◆ Entries supplied ◆
****************
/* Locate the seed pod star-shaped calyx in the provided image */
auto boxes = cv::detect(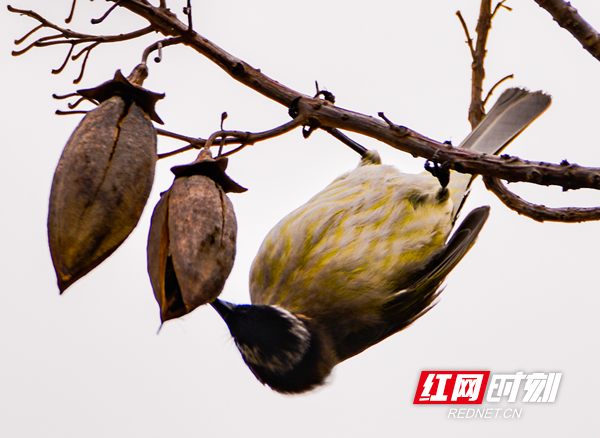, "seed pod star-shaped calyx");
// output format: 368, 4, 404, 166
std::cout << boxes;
148, 150, 246, 322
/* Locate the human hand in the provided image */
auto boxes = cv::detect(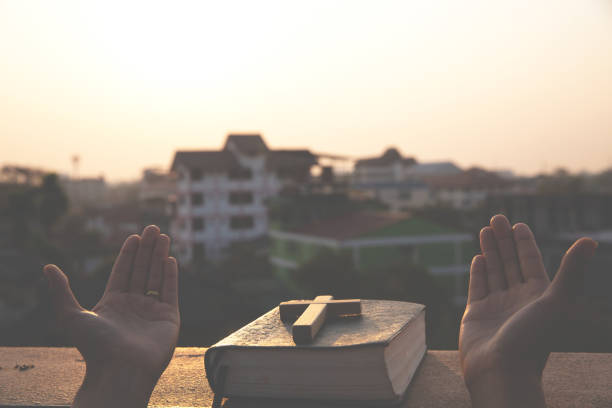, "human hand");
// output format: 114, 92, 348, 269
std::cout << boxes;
44, 226, 180, 407
459, 215, 597, 407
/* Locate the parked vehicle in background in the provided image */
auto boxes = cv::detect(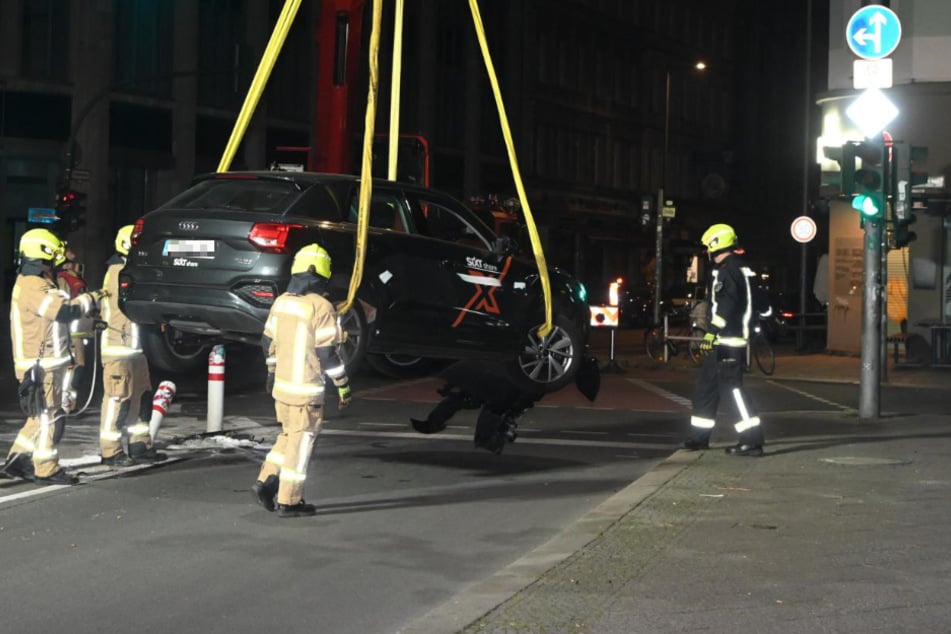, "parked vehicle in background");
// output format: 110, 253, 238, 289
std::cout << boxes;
120, 172, 589, 389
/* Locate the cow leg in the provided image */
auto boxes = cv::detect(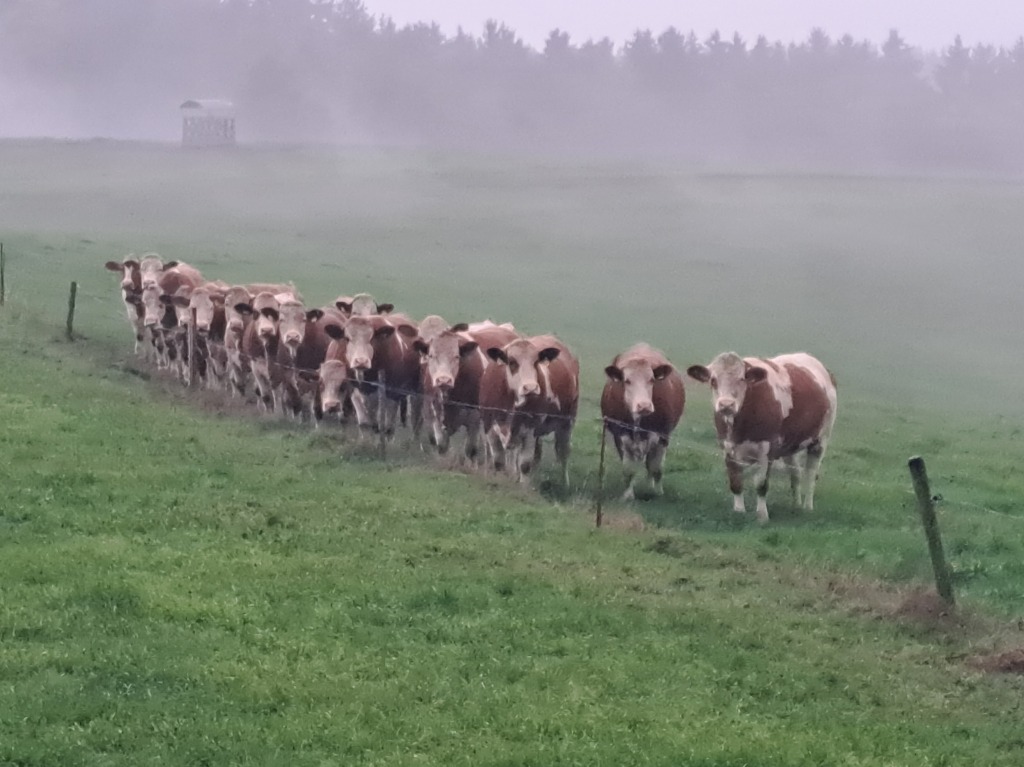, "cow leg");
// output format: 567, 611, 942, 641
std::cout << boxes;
465, 411, 481, 463
725, 457, 746, 514
782, 455, 802, 508
352, 389, 375, 434
754, 450, 771, 523
614, 434, 637, 501
803, 440, 827, 511
484, 423, 506, 471
403, 394, 423, 442
557, 422, 572, 487
646, 435, 669, 496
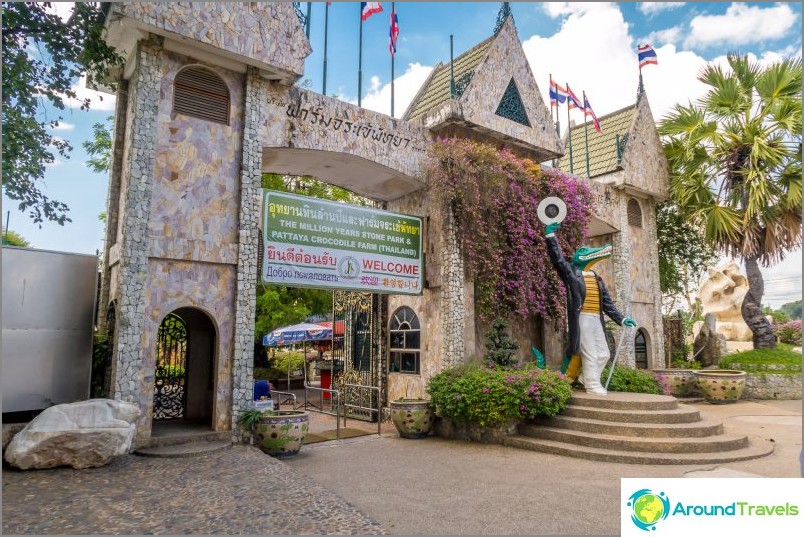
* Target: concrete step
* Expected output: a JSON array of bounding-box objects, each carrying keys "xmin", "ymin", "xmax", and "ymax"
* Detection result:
[
  {"xmin": 519, "ymin": 415, "xmax": 723, "ymax": 438},
  {"xmin": 134, "ymin": 440, "xmax": 232, "ymax": 458},
  {"xmin": 504, "ymin": 435, "xmax": 773, "ymax": 464},
  {"xmin": 561, "ymin": 404, "xmax": 701, "ymax": 423},
  {"xmin": 149, "ymin": 430, "xmax": 232, "ymax": 448},
  {"xmin": 567, "ymin": 391, "xmax": 678, "ymax": 411},
  {"xmin": 528, "ymin": 426, "xmax": 748, "ymax": 453}
]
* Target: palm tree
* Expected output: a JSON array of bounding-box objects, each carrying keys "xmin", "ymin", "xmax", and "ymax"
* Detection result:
[{"xmin": 659, "ymin": 54, "xmax": 802, "ymax": 348}]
****************
◆ Exercise prompt ◆
List each line in the listing above that contains the string "Target", treating uppercase and lowercase letters as different.

◆ Task solution ◆
* Target: concrete step
* Target: palm tree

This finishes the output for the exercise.